# Exercise requirements:
Give the lines again exactly, from the one holding "Exercise. Locate the discarded" to the last line of the listing below, both ends included and nothing added.

Raw records
>> BEGIN

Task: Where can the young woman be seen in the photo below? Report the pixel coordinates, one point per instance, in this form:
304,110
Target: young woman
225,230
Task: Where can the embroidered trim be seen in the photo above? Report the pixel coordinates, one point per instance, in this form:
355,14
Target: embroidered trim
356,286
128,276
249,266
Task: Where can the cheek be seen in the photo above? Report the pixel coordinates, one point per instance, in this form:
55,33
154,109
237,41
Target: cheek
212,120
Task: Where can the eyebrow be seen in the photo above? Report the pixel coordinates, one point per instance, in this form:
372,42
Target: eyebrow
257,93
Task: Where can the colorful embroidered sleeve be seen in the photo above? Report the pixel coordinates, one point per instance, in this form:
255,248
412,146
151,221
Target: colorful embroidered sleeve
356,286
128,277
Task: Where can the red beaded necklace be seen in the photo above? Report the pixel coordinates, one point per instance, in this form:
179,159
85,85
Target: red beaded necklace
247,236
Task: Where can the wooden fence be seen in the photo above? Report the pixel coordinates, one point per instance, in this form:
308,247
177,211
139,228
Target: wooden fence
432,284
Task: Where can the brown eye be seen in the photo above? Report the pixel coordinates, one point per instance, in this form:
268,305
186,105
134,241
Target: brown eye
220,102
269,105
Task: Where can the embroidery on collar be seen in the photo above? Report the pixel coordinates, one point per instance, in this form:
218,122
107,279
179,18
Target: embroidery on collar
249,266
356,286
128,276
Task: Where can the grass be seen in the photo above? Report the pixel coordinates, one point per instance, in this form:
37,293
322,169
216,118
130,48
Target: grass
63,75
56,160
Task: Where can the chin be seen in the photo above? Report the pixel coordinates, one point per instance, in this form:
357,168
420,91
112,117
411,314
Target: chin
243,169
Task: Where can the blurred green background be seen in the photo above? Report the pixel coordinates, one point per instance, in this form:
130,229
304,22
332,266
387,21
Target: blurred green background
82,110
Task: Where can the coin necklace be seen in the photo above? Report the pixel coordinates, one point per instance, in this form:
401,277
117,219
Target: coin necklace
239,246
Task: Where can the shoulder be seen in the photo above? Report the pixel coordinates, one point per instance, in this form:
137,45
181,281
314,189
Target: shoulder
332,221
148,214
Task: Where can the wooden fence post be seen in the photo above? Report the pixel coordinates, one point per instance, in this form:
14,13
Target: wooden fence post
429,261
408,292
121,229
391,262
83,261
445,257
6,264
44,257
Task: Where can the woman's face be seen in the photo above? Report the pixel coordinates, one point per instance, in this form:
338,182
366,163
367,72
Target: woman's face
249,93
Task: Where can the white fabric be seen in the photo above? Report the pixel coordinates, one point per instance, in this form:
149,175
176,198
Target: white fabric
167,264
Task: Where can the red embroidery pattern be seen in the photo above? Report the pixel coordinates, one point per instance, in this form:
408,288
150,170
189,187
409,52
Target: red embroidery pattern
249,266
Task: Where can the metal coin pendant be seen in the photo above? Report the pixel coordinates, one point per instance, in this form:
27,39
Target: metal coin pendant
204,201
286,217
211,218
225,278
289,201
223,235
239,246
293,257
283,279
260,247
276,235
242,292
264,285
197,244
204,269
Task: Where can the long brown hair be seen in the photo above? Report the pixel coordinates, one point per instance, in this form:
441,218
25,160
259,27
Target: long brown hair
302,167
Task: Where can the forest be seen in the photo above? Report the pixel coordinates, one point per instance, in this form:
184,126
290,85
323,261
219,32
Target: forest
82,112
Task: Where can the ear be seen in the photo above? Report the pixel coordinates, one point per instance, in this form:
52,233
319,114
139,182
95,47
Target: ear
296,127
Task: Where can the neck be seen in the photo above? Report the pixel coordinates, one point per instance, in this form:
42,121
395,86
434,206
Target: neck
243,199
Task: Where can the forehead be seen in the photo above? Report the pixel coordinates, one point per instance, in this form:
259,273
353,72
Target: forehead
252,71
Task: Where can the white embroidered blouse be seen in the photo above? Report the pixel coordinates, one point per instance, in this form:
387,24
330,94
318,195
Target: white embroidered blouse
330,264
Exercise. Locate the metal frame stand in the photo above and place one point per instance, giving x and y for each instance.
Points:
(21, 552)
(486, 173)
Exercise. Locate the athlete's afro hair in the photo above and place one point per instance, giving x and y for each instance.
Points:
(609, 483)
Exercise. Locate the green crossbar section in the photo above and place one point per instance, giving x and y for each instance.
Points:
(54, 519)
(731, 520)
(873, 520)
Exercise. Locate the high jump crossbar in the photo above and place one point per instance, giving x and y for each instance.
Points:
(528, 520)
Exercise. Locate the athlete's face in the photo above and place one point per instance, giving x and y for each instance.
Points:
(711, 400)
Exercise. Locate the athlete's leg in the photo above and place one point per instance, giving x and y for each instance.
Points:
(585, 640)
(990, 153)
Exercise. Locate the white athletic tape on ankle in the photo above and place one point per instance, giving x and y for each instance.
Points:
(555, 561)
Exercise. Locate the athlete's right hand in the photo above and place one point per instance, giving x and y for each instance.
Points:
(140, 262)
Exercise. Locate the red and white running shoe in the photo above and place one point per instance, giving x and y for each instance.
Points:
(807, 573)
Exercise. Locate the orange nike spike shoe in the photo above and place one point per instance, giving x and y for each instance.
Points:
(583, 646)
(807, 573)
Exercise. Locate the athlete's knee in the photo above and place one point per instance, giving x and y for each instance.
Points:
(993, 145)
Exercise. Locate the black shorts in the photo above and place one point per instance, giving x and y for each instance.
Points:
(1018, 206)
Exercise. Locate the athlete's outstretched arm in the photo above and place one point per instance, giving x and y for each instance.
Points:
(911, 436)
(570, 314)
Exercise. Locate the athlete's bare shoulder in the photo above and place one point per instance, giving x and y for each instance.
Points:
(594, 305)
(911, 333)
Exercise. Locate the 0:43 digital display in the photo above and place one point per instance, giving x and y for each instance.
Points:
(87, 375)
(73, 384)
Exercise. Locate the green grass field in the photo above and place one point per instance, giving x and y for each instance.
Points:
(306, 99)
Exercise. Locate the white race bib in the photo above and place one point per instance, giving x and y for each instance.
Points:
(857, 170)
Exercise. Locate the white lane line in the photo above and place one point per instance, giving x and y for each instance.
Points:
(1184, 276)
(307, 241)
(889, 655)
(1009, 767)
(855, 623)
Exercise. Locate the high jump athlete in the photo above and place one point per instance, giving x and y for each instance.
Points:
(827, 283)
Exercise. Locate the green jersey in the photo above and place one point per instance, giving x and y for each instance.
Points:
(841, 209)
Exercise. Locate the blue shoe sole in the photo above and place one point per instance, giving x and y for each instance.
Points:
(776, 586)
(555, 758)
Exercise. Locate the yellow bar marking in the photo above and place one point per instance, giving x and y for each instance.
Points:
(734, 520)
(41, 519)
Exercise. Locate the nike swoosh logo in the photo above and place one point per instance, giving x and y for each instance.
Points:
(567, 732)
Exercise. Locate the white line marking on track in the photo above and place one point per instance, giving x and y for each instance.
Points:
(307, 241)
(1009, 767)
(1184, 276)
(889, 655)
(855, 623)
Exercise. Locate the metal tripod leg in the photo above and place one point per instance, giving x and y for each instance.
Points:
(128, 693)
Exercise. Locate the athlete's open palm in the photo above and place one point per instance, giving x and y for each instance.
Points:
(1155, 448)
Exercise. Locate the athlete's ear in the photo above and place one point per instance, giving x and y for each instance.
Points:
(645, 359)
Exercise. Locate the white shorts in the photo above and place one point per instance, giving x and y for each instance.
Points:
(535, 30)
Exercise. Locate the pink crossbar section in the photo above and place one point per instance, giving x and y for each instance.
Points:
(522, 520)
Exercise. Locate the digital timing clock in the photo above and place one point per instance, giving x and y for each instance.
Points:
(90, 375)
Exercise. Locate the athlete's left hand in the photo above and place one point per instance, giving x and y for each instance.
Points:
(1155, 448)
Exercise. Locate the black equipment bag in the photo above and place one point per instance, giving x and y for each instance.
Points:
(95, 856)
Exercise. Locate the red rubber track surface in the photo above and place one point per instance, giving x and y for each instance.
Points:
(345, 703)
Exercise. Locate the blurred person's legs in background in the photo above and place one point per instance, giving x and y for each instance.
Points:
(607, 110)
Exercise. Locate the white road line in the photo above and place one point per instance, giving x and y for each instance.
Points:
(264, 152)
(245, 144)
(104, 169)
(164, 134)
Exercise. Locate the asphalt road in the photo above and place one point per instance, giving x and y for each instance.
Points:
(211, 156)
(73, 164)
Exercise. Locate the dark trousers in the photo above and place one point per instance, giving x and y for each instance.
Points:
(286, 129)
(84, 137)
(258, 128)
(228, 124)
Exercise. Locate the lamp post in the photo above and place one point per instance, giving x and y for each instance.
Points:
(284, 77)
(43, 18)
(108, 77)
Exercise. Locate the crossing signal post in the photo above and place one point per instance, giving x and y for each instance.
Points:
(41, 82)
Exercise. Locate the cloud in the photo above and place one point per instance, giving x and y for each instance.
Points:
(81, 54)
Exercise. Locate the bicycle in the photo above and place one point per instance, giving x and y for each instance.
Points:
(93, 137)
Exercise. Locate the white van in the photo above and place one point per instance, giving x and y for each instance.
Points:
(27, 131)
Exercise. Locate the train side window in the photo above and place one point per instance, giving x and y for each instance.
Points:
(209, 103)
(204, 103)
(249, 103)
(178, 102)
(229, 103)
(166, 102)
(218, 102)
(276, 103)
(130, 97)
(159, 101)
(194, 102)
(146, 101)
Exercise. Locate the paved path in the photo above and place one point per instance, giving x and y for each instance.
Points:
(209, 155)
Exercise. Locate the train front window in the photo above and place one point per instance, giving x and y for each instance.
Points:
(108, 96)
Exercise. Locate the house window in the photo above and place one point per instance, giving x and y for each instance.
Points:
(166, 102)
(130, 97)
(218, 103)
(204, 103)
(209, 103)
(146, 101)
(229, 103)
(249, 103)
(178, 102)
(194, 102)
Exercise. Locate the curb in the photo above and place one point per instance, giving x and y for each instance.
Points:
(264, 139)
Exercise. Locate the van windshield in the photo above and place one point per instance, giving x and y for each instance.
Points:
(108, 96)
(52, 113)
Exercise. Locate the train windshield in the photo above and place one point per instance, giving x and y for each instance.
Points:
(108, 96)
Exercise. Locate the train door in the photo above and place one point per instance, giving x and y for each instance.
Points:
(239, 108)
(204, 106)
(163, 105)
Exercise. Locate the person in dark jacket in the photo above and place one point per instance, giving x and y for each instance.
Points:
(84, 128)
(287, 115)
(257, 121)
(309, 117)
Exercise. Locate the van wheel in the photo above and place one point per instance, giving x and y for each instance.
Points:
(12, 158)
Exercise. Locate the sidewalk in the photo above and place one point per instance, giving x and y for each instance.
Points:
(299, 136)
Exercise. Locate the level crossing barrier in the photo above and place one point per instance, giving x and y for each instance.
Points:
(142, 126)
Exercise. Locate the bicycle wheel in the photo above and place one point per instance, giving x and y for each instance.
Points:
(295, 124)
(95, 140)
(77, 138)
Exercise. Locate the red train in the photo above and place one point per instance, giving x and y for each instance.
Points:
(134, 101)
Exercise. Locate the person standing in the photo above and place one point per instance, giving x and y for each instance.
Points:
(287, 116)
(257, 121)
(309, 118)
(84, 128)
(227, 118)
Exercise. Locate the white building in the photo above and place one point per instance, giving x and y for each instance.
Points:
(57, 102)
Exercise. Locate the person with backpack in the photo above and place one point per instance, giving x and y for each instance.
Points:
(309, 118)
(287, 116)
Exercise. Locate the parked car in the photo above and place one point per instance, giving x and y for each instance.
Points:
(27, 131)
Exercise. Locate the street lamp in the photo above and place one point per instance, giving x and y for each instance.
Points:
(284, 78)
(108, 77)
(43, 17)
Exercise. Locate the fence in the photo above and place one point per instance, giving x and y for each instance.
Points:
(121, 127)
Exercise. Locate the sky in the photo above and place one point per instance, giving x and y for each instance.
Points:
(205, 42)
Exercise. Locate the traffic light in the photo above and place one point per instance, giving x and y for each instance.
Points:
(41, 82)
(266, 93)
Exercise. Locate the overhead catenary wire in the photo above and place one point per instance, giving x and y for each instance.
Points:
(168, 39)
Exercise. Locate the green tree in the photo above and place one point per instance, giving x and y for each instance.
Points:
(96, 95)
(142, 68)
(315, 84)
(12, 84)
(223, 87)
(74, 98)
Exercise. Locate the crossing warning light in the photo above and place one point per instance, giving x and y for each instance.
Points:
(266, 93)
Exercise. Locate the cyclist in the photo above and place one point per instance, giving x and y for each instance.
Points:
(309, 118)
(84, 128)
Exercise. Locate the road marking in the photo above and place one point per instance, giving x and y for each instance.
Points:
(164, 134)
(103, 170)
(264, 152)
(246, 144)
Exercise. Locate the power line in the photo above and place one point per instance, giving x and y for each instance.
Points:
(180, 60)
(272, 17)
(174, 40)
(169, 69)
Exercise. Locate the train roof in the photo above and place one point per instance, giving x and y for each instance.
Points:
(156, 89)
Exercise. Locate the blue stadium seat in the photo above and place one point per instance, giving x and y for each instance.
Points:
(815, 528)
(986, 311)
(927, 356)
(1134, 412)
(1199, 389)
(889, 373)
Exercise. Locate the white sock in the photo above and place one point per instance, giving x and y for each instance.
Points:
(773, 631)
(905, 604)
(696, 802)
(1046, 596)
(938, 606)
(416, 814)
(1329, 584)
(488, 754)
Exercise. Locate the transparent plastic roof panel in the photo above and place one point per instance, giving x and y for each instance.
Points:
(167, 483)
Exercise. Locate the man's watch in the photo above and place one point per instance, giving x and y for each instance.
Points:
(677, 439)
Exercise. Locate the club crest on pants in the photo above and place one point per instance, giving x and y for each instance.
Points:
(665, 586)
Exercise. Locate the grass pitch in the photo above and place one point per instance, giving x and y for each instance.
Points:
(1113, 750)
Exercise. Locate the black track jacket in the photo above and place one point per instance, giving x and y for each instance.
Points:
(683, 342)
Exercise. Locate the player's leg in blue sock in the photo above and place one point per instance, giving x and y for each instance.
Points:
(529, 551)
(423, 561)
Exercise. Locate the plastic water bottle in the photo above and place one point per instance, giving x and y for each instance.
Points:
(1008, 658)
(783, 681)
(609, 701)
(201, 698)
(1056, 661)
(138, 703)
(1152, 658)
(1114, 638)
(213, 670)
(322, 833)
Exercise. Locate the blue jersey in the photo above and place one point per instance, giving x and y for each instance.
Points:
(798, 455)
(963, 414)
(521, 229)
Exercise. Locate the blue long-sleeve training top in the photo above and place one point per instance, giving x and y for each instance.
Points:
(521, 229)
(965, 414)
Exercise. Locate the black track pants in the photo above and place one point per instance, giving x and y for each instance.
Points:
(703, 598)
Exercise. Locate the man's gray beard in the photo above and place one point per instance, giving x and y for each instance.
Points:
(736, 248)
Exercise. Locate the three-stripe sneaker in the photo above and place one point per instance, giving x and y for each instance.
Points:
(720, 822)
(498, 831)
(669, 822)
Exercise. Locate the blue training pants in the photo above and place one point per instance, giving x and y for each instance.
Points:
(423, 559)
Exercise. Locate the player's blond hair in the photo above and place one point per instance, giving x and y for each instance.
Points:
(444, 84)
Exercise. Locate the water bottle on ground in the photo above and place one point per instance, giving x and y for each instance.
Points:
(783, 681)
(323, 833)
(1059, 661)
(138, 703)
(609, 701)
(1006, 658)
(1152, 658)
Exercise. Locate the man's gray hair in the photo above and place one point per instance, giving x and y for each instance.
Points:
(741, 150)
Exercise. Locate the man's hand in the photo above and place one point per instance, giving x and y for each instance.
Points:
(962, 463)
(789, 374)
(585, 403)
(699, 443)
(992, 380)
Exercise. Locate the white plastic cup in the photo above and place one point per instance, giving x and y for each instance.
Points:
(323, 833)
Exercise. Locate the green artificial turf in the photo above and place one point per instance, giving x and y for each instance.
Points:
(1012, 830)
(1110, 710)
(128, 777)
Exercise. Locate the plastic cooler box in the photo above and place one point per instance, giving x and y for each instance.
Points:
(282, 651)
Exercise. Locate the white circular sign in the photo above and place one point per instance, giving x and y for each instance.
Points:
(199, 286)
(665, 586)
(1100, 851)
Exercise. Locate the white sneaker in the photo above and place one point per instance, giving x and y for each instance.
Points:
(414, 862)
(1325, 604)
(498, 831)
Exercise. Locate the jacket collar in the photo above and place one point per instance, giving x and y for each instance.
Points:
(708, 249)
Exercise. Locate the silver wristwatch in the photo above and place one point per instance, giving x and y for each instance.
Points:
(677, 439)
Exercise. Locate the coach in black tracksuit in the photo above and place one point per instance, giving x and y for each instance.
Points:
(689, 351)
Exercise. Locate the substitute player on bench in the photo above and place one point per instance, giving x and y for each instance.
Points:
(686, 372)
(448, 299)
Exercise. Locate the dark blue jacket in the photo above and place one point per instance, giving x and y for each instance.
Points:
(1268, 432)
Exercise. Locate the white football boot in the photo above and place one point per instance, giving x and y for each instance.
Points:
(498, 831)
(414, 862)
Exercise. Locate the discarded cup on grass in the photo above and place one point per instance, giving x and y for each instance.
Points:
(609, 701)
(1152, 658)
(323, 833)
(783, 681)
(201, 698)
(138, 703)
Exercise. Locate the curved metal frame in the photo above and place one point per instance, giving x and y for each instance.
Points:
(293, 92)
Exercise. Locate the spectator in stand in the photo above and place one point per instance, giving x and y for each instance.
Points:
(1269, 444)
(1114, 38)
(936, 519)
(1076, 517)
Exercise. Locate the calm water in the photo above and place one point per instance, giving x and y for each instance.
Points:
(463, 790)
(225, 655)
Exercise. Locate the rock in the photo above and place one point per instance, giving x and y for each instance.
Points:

>> END

# The reply:
Exercise. Locate the discarded cup on grass in the photo above and place one point per instance, giving x and y for each instance.
Points:
(609, 701)
(1152, 658)
(323, 833)
(783, 681)
(201, 698)
(138, 703)
Exercise. Locate the curved metal frame in the photo above and place one point per instance, giving x and y for each instance.
Points:
(293, 92)
Exercise. Locate the spectator in stand in the photo above and place one point per instance, giving x and y for each instance.
Points:
(1269, 444)
(1114, 38)
(936, 519)
(1076, 517)
Exercise. Locate the calm water in the photo above and place one point per instance, giving x and y for each instance.
Points:
(463, 790)
(225, 655)
Exercise. Locate the rock in the photo above and place one point per instance, giving x and y for each instance.
Points:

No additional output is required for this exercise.